Records from a data source

# # # # #

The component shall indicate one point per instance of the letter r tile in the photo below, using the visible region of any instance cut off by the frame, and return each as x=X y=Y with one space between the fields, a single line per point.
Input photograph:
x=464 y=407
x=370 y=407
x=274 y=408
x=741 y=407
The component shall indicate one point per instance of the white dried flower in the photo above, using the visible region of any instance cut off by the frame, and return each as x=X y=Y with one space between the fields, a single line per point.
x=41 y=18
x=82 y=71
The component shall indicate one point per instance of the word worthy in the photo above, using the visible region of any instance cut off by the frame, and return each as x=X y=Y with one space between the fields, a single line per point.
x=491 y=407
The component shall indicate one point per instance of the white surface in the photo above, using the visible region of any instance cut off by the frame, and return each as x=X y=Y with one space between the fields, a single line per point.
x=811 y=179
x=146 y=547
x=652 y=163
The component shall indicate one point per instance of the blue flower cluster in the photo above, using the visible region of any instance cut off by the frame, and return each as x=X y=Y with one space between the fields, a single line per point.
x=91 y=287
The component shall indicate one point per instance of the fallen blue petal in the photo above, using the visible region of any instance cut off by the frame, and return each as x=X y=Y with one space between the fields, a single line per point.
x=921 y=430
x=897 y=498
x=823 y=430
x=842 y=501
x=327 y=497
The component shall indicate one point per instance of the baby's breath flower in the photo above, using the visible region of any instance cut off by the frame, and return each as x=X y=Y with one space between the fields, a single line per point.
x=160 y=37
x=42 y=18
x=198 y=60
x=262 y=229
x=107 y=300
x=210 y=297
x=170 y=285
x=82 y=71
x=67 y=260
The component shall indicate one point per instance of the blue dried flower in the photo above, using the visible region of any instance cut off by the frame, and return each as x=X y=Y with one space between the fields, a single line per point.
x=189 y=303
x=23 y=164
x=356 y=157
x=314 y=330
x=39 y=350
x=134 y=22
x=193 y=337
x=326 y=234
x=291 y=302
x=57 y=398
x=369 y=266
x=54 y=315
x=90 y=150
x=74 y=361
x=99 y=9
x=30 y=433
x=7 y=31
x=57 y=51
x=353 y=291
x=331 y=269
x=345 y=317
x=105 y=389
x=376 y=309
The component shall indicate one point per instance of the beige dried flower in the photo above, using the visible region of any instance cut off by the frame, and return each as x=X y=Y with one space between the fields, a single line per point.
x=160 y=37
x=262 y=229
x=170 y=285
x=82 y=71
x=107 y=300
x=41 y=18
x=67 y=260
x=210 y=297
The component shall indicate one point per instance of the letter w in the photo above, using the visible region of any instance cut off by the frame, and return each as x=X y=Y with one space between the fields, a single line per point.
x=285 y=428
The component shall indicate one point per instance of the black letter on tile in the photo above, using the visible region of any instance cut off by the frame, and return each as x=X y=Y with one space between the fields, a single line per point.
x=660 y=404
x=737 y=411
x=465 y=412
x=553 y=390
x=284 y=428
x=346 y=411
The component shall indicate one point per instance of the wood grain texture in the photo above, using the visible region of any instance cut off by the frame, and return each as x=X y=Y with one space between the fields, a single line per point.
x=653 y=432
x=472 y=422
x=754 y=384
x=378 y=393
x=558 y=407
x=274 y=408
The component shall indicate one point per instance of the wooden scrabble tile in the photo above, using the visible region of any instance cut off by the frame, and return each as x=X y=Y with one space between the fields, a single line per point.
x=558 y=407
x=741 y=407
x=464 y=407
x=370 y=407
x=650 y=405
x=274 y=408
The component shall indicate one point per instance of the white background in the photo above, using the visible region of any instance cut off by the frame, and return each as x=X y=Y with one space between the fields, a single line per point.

# # # # #

What to produce
Return the entries above word for word.

Exercise response
The component shall indicate one point per instance of the letter r tile in the photo below, using the visible region of any instance cut off by the frame, and return each as x=X y=Y with one space between the fields, a single line per point.
Input photograph:
x=464 y=407
x=370 y=407
x=274 y=408
x=741 y=407
The component shall indicate one point per instance of the white dried flower in the photo above, using the visible region of any instance cut off by the frame, and return each as x=X y=Y with one space between the fields, a single line per point.
x=41 y=18
x=82 y=71
The component shall indicate one point per instance of the word worthy in the photo above, using the visible region of any instance cut off by the frame, and return each as x=X y=Y with one space between the fields, a single line per point.
x=491 y=407
The component shall indicate one point per instance of the white surface in the photo above, using the visible region of any instance cut off by the frame, and return each as x=X y=Y with one space between the fields, a single line per point.
x=811 y=179
x=146 y=547
x=652 y=163
The component shall indicate one point per instance of the blue flower cluster in the photo above, using the visible region of any instance cut off by the frame, and return each as x=X y=Y with one space between the fields, a single line per point.
x=91 y=287
The component shall indicate one point per instance of the fallen blue petal in the photo above, using the visible region of any instance cut off by the frame, and return each as x=X y=Y with one space between the fields, a single line per point.
x=921 y=430
x=897 y=498
x=823 y=430
x=842 y=501
x=327 y=497
The component shall indicate one point per instance of the baby's breath flower in the photo above, using the visible region of any instance cut off by the frame, and return each as x=X y=Y with one space between the fields, a single line per point.
x=160 y=37
x=42 y=18
x=198 y=60
x=262 y=229
x=107 y=300
x=210 y=297
x=170 y=285
x=82 y=71
x=67 y=260
The component shall indicate one point per instance of the blue dried flower in the photo above, using the visible region of any instance cut off by the frame, and return each as x=X y=Y with one space between the fields, a single line per point.
x=189 y=303
x=23 y=164
x=356 y=157
x=314 y=330
x=39 y=350
x=134 y=22
x=193 y=337
x=326 y=234
x=291 y=302
x=57 y=398
x=369 y=266
x=54 y=315
x=90 y=150
x=74 y=361
x=99 y=9
x=30 y=433
x=7 y=31
x=57 y=51
x=353 y=291
x=331 y=269
x=345 y=317
x=105 y=389
x=376 y=309
The component shall indicate one point per instance of the beige dried flower in the photo above, using the visible region of any instance cut off by the frame, and return each as x=X y=Y with one space between the fields, a single line per point.
x=160 y=37
x=262 y=229
x=170 y=285
x=82 y=71
x=107 y=300
x=41 y=18
x=67 y=260
x=210 y=297
The component shall indicate one point per instance of the letter w in the photo above, using the visible region of any instance cut off by the frame, and return each as x=X y=Y with one space between the fields, a single line per point.
x=285 y=428
The component shall indicate one point per instance of the black letter on tile in the photo above, using the visible region of any instance cut off by the frame, and return each as x=X y=Y with one space between the fields, a single line per point.
x=660 y=404
x=737 y=411
x=465 y=412
x=553 y=390
x=284 y=428
x=346 y=411
The component shall indicate one point per instance of the wood grain texture in the photo above, using the visible region of any instance cut off by the frame, and return each as x=X y=Y with one space between the fields, a single line per point.
x=653 y=432
x=472 y=422
x=754 y=384
x=378 y=393
x=558 y=407
x=274 y=408
The component shall indicate one point per instance of the wooden scrabble tile in the photo above, using the visible region of any instance cut off by the frame, and return each as x=X y=Y with one space between the fields, a single line per point.
x=558 y=407
x=741 y=407
x=464 y=407
x=370 y=407
x=650 y=405
x=274 y=408
The component shall indicate one point per instance of the white background in the photo above, using the visible region of any instance cut off by the frame, and return each as x=X y=Y with one space between the fields, a single line per point.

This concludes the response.